:: Tindakan yang Diperlukan ::
1. Jawab pertanyaan berikut berdasarkan artikel tentang dekonstruksi.
(a) Dengan mendekonstruksi, makna apa yang mampu dibongkar?
(b) Siapa yang pertama kali memperkenalkan konsep dekonstruksi, dan dari mana asalnya?
(c) Menurut artikel itu, mengapa konsep laki-laki ada?
2. Tolong lanjutkan artikel tentang dekonstruksi, mulai dari kalimat sesudah kalimat terakhirnya.

Perlunya Dekonstruksi
Dekonstruksi menjadi suatu keharusan yang harus ditempuh agar kebertubuhan waria tidak lagi dipandang sebagai the other dalam sepanjang hidupnya. Karena dengan mendekonstruksi, kita mampu membongkar makna-makna yang tersembunyi di balik ideologi heteronormativitas.
Seorang filsuf asal Perancis, Derrida, adalah orang yang pertama kali memperkenalkan konsep dekonstruksi ini. Menurutnya, sebuah makna tidak pernah hadir dalam satu bahasa, meaning is never immediately or fully present in any given one sign. Makna sebuah tanda bahasa adalah sekedar perbedaan tanda bahasa itu dengan yang lain. Artinya, konsep laki-laki ada karena pembedaannya dengan perempuan. Dan konsep hitam ada karena pembedaannya dengan putih. Dengan demikian, makna merupakan akibat dari hubungan tanda bahasa (differance).

:: Data Tersimpan ::
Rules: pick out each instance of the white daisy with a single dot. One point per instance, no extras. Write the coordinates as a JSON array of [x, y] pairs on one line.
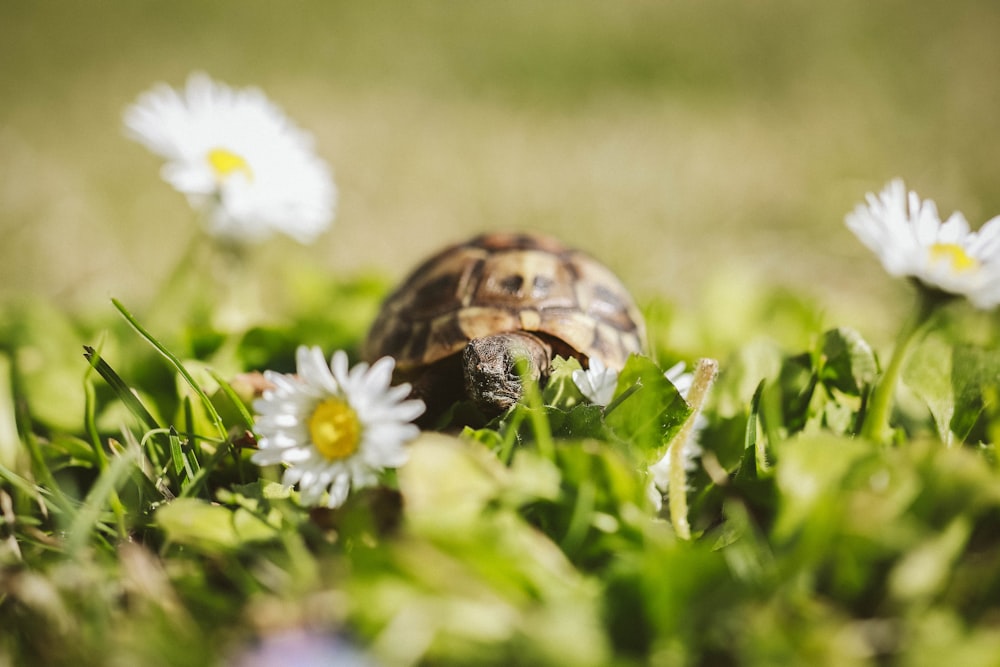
[[335, 428], [909, 238], [660, 471], [237, 158], [597, 383]]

:: Jawaban Soal ::
1.
(a) Makna-makna yang tersembunyi di balik ideologi heteronormativitas.
(b) Derrida, seorang filsuf asal Perancis.
(c) Karena pembedaannya dengan perempuan.

2.
"Permainan differance meliputi sintesis dan referral (renvoi) yang menginspirasikan bahwa tidak ada elemen yang hadir begitu saja, dan menunjuk padanya. Baik ditulis atau diutarakan, tidak ada satu elemen pun yang berfungsi sebagai tanda yang tidak membutuhkan tanda lain. Hubungan antar tanda ini menunjukkan bahwa setiap elemen─ fonem atau grafem─ terbentuk dalam kaitannya dengan tanda atau elemen lain. Tidak ada sesuatu pun, baik elemen maupun sistem, yang hadir atau lenyap begitu saja". (Derrida, 1981: 27)
Konsep differance inilah yang saya jadikan sebagai pisau analisa untuk mendekonstruksi wacana kebertubuhan waria sebagai the other. Pada intinya, ideologi heteronormativitas berbicara mengenai heteroseksualitas yang dinilainya sebagai sesuatu yang ideal. Bahwa menjadi normal adalah dengan menjadi laki-laki dan perempuan yang sesuai dengan konstruksi sosial di masyarakat, yakni bahwa laki-laki harus tampak maskulin sedangkan perempuan harus tampak feminin. Tidak boleh dicampuradukkan (in between). Tidak hanya itu, ideologi ini juga mengharuskan adanya aktivitas seksual yang berujung pada prokreasi.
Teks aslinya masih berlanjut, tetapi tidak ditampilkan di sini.